**** Entries ****

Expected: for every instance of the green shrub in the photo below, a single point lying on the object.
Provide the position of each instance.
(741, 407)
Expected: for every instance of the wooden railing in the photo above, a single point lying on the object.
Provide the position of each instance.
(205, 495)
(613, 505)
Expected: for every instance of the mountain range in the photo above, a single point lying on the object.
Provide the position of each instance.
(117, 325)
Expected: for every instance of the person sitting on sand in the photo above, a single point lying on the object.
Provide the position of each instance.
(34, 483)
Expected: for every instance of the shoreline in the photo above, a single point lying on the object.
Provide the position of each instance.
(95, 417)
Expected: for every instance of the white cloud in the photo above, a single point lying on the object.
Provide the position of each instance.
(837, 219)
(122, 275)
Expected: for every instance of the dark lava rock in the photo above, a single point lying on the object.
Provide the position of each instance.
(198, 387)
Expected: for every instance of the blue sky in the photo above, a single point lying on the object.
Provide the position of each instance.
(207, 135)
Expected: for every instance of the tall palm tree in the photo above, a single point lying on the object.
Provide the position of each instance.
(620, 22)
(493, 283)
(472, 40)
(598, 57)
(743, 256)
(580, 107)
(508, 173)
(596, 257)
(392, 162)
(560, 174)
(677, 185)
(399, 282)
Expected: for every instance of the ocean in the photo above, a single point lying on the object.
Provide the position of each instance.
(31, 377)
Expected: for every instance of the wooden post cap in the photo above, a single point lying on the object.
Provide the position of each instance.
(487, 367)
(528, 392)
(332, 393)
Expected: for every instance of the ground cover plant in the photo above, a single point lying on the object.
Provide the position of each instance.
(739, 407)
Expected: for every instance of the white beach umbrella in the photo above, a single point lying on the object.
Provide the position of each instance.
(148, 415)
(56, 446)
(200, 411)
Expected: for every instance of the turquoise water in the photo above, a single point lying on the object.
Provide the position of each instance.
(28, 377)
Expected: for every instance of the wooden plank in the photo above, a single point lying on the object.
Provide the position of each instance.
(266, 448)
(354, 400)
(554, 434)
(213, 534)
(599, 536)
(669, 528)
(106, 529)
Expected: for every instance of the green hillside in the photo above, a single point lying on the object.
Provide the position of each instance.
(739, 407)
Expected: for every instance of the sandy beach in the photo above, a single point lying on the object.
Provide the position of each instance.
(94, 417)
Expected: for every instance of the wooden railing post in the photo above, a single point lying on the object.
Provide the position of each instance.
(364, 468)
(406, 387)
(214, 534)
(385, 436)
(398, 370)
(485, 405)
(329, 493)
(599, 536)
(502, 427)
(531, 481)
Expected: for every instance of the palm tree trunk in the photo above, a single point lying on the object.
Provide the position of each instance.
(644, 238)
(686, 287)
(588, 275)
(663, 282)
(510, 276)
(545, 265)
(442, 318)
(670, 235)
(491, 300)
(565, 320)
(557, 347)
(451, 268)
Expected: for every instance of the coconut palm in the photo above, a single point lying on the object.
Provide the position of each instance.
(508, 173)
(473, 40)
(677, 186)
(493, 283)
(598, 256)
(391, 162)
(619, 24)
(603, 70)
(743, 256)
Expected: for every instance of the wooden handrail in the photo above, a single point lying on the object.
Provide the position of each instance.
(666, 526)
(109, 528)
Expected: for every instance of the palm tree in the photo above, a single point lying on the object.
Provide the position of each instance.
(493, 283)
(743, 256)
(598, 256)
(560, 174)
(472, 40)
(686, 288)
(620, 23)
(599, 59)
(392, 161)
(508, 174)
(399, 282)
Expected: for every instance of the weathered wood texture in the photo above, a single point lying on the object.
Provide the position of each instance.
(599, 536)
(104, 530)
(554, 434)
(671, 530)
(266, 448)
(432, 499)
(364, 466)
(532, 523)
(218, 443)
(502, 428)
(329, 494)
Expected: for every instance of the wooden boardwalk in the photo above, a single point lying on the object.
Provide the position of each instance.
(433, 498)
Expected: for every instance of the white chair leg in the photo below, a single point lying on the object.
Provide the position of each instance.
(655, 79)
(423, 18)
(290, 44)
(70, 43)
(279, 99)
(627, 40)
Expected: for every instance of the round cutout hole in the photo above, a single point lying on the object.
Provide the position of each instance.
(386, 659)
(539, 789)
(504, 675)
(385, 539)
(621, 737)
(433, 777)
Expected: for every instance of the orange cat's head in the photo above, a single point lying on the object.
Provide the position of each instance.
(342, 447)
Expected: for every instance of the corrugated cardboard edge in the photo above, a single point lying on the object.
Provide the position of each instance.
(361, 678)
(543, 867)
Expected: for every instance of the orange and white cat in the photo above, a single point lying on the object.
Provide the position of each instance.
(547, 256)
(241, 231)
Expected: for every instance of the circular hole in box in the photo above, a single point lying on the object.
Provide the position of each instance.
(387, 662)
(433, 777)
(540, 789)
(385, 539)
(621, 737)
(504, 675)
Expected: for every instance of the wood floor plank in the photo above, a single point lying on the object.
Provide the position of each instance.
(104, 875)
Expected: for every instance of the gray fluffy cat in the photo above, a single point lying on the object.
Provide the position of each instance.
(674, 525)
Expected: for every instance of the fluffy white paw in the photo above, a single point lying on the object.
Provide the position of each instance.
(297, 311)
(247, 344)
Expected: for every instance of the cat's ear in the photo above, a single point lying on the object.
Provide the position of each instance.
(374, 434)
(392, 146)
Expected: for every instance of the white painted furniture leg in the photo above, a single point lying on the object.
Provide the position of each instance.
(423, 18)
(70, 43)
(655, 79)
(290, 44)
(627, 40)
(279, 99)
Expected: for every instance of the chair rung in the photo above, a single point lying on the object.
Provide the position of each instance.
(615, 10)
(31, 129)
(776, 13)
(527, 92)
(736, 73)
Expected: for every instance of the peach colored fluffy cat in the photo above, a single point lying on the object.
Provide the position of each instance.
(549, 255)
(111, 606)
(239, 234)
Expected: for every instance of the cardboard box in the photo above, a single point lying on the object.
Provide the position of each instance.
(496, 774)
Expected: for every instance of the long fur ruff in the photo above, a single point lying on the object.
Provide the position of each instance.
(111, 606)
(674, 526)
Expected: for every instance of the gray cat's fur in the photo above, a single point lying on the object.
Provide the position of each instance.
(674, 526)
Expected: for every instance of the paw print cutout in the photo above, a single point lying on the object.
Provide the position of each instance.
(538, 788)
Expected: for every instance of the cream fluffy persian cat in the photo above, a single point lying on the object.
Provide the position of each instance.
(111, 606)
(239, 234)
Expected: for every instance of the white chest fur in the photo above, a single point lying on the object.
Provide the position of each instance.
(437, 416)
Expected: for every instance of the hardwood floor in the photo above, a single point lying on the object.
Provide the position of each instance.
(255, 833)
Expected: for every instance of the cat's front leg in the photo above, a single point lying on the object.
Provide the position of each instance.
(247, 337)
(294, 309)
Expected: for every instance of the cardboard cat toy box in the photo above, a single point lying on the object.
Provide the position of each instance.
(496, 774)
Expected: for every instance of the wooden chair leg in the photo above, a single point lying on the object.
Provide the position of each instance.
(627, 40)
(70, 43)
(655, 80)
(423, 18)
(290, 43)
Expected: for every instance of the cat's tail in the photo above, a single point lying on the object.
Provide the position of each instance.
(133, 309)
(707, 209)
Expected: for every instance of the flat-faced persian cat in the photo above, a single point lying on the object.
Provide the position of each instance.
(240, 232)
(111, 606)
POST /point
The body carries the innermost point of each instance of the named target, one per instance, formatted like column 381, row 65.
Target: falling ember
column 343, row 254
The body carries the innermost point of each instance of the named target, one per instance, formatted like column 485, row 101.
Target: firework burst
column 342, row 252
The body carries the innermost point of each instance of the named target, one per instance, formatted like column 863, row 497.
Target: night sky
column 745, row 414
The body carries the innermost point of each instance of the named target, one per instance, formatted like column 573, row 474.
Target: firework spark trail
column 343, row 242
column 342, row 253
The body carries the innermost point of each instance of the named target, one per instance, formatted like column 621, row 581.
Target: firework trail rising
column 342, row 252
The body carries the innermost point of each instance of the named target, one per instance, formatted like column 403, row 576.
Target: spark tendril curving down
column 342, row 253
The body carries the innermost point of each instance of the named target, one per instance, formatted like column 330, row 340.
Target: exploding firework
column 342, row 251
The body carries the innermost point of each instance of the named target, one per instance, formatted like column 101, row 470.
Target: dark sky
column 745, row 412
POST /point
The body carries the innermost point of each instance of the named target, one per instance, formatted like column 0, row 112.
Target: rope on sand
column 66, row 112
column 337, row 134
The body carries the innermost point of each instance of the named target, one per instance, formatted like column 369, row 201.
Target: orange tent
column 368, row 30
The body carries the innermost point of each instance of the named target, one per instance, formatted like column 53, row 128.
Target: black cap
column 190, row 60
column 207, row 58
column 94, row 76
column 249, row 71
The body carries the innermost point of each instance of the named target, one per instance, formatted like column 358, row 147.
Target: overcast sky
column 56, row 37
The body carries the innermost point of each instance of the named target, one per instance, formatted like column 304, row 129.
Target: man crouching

****

Repeat word for word the part of the lines that opens with the line containing "101, row 470." and closes with the line containing "column 56, row 37", including both of those lines.

The body carries the innermost point of each instance of the named target, one per instance, formatted like column 101, row 470.
Target: dark sky
column 745, row 412
POST /point
The body carries the innermost point of each instance of the named target, one per instance, formatted like column 0, row 112.
Target: rope on sand
column 66, row 112
column 337, row 134
The body carries the innermost point of each instance of the named target, one per instance, formatted like column 369, row 201.
Target: orange tent
column 368, row 30
The body carries the innermost point of each instance of the named target, one per instance, formatted like column 53, row 128.
Target: black cap
column 190, row 60
column 207, row 58
column 94, row 76
column 249, row 71
The body carries the innermost point of each instance of the named target, one per instance, formatted like column 358, row 147.
Target: overcast sky
column 56, row 37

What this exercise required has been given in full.